_TASK DIRECTIONS_: Please rewrite the records below, putting "Mark" wherever "Indicate" appears and keeping every other part the same.

_INPUT ROWS_:
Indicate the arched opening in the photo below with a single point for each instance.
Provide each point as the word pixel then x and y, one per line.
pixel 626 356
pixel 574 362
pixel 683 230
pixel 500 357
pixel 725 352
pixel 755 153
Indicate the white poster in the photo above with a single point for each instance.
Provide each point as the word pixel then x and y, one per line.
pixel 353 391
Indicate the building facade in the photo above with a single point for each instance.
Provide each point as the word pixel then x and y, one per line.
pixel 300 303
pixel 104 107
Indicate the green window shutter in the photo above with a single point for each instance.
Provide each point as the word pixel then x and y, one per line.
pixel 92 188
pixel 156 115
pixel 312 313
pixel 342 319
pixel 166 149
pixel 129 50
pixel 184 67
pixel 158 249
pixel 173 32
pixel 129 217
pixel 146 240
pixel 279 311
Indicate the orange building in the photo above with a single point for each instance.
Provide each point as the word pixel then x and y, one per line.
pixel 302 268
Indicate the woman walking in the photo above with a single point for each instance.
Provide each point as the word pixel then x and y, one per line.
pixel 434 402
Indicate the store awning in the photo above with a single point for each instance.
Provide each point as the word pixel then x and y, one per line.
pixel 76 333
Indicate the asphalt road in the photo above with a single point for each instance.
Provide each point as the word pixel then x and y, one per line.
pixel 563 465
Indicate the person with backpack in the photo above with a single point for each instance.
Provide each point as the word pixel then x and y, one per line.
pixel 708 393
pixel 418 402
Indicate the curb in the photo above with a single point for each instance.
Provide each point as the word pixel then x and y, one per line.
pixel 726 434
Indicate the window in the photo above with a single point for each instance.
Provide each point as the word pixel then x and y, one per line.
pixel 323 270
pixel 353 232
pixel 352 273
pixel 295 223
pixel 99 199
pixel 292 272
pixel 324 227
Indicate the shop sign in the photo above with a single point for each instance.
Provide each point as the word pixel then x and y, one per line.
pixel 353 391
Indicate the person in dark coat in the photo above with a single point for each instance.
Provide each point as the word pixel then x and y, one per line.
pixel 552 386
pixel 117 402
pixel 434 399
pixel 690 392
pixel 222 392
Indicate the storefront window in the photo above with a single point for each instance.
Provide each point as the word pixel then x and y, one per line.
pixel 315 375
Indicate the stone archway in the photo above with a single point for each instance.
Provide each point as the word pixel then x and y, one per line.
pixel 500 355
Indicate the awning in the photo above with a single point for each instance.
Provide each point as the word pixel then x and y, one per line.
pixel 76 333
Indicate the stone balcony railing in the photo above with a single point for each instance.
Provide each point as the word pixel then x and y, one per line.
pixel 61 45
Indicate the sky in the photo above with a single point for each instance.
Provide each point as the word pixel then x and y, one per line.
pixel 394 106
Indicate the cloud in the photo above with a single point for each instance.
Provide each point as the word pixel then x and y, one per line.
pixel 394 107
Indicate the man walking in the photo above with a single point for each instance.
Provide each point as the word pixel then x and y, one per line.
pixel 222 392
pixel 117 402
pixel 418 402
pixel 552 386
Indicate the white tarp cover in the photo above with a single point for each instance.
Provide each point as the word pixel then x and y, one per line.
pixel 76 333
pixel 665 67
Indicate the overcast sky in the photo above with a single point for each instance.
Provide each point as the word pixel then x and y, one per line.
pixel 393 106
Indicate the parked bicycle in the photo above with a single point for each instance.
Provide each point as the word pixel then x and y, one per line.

_OUTPUT BELOW_:
Mark the arched opening in the photo below with a single point for each instance.
Provide each point as the word pixel then x and y, one per line.
pixel 626 356
pixel 574 362
pixel 683 230
pixel 500 357
pixel 725 352
pixel 755 153
Mark the white poster in the photo above with a single point for each instance.
Provide each point as the word pixel then x and y, one per line.
pixel 353 391
Mark the building facade in the photo above with a single point for each instance.
Provide each point as the word pixel then x and y, one per line.
pixel 300 303
pixel 104 107
Mark the green window shutter in the photo above with a single point for each instance.
Provide each point as the word pixel then x and y, one per line.
pixel 92 188
pixel 156 115
pixel 312 313
pixel 342 319
pixel 166 149
pixel 129 50
pixel 184 67
pixel 158 249
pixel 173 32
pixel 129 217
pixel 146 240
pixel 279 311
Mark the orange building in the photo above with a single point for each instance.
Provide each point as the word pixel then x and y, one per line.
pixel 302 268
Mark the woman walking in the photo above with a single point for each instance.
Provide each point as the word pixel then x and y, one per line.
pixel 434 402
Mark the store awning in the photo above with a single point for each instance.
Provide each point as the word pixel then x and y, one per line.
pixel 76 333
Mark the asphalt road in the photo above with a single point for each instance.
Provide each point as the word pixel then x and y, one per line.
pixel 563 465
Mark the person with backpack in the photo above with a single point for each instance.
Provide each point as the word pixel then x and y, one per line.
pixel 708 393
pixel 418 402
Mark the curb in the photo above with a single point for each instance.
Provide each point as the word pixel then x and y, one per line.
pixel 726 434
Mark the window in the photo above with a single point for each instance.
Provide each point as the word pixel then x and y, one per line.
pixel 323 270
pixel 353 232
pixel 352 273
pixel 295 223
pixel 99 199
pixel 292 272
pixel 324 227
Mark the shop sign in the photo above with a single point for each instance.
Provide each point as the word pixel then x and y, one per line.
pixel 353 391
Mark the person in dark coat in the photo above with a single point for each instance.
Provide each point as the word pixel then x and y, one per line.
pixel 552 386
pixel 117 402
pixel 434 399
pixel 690 392
pixel 222 392
Mark the storefront window in the photo above with a single point for each instance.
Provide each point as the word pixel then x and y, one per line.
pixel 315 375
Mark the stone archway in the photo above with a single point for each instance.
Provide each point as the word pixel then x and y, one per line.
pixel 500 355
Mark the awning in the photo above with a single point for each instance.
Provide each point as the word pixel then x and y, one per line.
pixel 76 333
Mark the stone balcony railing in the photo above with a single point for each instance.
Provide each point as the word pixel then x and y, one per line.
pixel 61 45
Mark the sky in the photo above with a single point for each instance.
Provide each point as the word pixel then x and y, one per line.
pixel 394 106
Mark the cloud in the photo above with a single point for each instance.
Provide each point as the word pixel then x and y, one per line.
pixel 394 107
Mark the man walking in the photo above with a single point for each instance.
Provide each point as the word pixel then x and y, one per line.
pixel 222 392
pixel 117 402
pixel 418 402
pixel 552 386
Mark the white tarp cover in the photo above with a single point for each instance.
Provide each point as the word pixel then x and y, one per line.
pixel 76 333
pixel 665 67
Mark the overcast sky in the photo above with a single point for each instance.
Provide each point as the word pixel then x and y, one per line.
pixel 393 106
Mark the parked bicycle in the photo above with a single point for each instance.
Provide each point as the word pixel then x and y, one per line.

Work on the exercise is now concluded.